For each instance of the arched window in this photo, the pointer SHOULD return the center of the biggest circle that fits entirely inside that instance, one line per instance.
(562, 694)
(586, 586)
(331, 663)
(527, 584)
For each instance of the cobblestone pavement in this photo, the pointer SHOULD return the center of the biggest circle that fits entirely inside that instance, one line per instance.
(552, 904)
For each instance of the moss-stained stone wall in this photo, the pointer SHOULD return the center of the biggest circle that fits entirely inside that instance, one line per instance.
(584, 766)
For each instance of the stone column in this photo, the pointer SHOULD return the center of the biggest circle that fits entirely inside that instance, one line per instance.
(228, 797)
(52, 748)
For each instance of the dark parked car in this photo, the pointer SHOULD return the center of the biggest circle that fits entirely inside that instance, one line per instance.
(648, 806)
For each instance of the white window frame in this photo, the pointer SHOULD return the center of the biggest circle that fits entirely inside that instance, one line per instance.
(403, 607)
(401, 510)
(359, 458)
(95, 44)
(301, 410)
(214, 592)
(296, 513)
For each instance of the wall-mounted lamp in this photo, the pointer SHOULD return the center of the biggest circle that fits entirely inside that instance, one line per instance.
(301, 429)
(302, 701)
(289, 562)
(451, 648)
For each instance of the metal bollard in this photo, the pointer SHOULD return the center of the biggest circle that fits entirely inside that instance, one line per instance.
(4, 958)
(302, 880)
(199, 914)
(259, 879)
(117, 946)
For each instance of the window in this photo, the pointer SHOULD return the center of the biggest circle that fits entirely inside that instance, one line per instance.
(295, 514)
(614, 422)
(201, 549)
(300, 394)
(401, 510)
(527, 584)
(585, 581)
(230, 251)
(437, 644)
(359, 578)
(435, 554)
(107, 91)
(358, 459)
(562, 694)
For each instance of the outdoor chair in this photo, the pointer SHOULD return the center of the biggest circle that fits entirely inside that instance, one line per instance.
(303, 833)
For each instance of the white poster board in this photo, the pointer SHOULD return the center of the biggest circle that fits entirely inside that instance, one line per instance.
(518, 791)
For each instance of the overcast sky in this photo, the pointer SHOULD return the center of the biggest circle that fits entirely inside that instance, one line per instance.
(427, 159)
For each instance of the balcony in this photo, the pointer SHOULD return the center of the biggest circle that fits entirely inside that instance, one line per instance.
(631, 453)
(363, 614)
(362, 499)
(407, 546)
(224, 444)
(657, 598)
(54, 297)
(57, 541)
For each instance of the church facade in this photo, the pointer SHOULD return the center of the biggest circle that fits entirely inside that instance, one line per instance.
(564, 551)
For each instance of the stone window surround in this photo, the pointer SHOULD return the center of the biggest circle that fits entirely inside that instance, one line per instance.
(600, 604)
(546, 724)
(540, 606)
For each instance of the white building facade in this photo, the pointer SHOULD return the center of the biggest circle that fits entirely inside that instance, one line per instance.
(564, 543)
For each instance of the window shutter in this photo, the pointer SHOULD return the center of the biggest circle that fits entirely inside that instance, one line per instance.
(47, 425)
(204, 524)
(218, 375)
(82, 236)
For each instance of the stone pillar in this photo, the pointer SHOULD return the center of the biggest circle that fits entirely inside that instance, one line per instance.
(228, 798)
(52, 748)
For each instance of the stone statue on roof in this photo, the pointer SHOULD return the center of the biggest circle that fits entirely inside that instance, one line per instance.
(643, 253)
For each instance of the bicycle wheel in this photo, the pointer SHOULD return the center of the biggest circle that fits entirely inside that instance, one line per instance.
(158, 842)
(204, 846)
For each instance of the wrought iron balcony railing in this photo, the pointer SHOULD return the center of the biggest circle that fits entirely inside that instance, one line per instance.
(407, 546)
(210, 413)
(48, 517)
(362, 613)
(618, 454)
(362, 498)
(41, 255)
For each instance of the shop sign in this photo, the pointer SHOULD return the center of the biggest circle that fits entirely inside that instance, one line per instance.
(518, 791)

Set problem: Write the complete data out, exactly as above.

Problem solution:
For each instance of the arched window in this photo, the pointer SHOULD return the center of the biggest circle that fits entirely inside that instance, one line per instance.
(562, 694)
(586, 586)
(331, 663)
(527, 584)
For each instance of the cobblestone pavement in this photo, the pointer SHOULD return the center of the biggest circle that fits entirely inside that instance, one line per instance.
(552, 904)
For each instance of the moss-stained stone wall in this photo, the pointer SHOULD return the center of the biggest circle that fits entirely inside that instance, one line per instance.
(584, 766)
For each instance of the stone column in this photo, the pointer SHOULD return the center of the biggest circle that fits entirely inside that instance, one line per instance.
(228, 797)
(52, 748)
For each instance of the dark parked car in this photo, the pointer SHOULD return the center of the biggest circle that fits entirely inside that instance, one line per instance.
(648, 806)
For each instance of the white window frame in this photo, the pointer SHOULD return the center of the biggest circle that fits entirely inside that instance, one line per instance.
(403, 607)
(401, 510)
(359, 458)
(95, 44)
(301, 410)
(214, 592)
(296, 513)
For each instance of the wall-mounted lamp in this photo, the pointer SHOULD return the center of the biggest circle that fits entirely inside that instance, one line per instance.
(301, 429)
(302, 701)
(289, 562)
(451, 648)
For each instance of the metal bollard in this photo, the pointer SHOULD return the center of the biggest circle that fits entirely inside that instance, one line per instance.
(4, 958)
(302, 880)
(199, 914)
(259, 879)
(117, 946)
For each instance of the window in this photo, the pointer SHOULD return the center of the biggest circle that fits entirely inside that instance, one line per instance.
(295, 514)
(614, 422)
(201, 549)
(300, 394)
(401, 510)
(527, 584)
(585, 581)
(230, 251)
(437, 644)
(359, 578)
(435, 554)
(107, 91)
(358, 459)
(562, 694)
For each instance of the outdoor chair in this photo, the pointer SHOULD return the center of the biggest circle that fits entirely inside that instance, one line per instance.
(303, 833)
For each instance of the white poster board in this photo, the pointer SHOULD return the center of the biggest circle that fits entirely inside that instance, one line per instance.
(518, 791)
For each instance of the overcast sky in this photo, the pointer SHOULD return the center of the biggest circle that fits entirely inside that instance, one line per instance.
(427, 159)
For each instance of the balcony in this photo, the pointer SHOULD return the center of the biggest circle that fits entirely inside that instance, one line per instance.
(631, 453)
(363, 614)
(362, 499)
(407, 546)
(224, 444)
(657, 598)
(54, 297)
(57, 541)
For each instance of the church facade in this photo, the pointer SHOULD return the center of the biggest circle that fits entirely inside that instance, one line per instance.
(564, 551)
For each instance of the stone window surround in this photo, the pointer SHOULD return the center of the biggest circle that fits entirely inside that instance, one line per instance.
(600, 604)
(546, 724)
(540, 606)
For each instance of the white building facade in this photo, the pointer SHOULD return the center of the biggest circle that fits entirely inside that instance, one line per instance.
(564, 543)
For each instance of the window shutter in this photo, the pointer SHOULD return the center of the biggest circle that fits entirely inside that instance, one line per instance.
(47, 425)
(204, 524)
(218, 375)
(82, 236)
For each instance of the stone pillar in this photo, the pointer SHOULD return the center of the biggest circle that fits entirely inside that instance, one line per instance.
(228, 798)
(52, 748)
For each instance of the stone statue on roof in this photo, the pointer SHOULD return the center of the biggest circle that fits entirely inside that instance, one line per instance.
(643, 253)
For each instance of the bicycle wheel in this photo, the pointer SHOULD return the center of the biggest circle that fits entirely inside that instance, one line per instance.
(158, 842)
(204, 846)
For each instance of the wrought iron balcony railing in this photo, the pointer SHOULD return the center of the biggest circle that fits entirely inside that instance, one line per instance.
(407, 546)
(210, 413)
(48, 517)
(362, 613)
(618, 454)
(362, 498)
(41, 255)
For each instance of the shop sign in this photo, the pointer SHOULD return the center of the biggest circle that fits entirely inside that instance, one line per instance.
(518, 791)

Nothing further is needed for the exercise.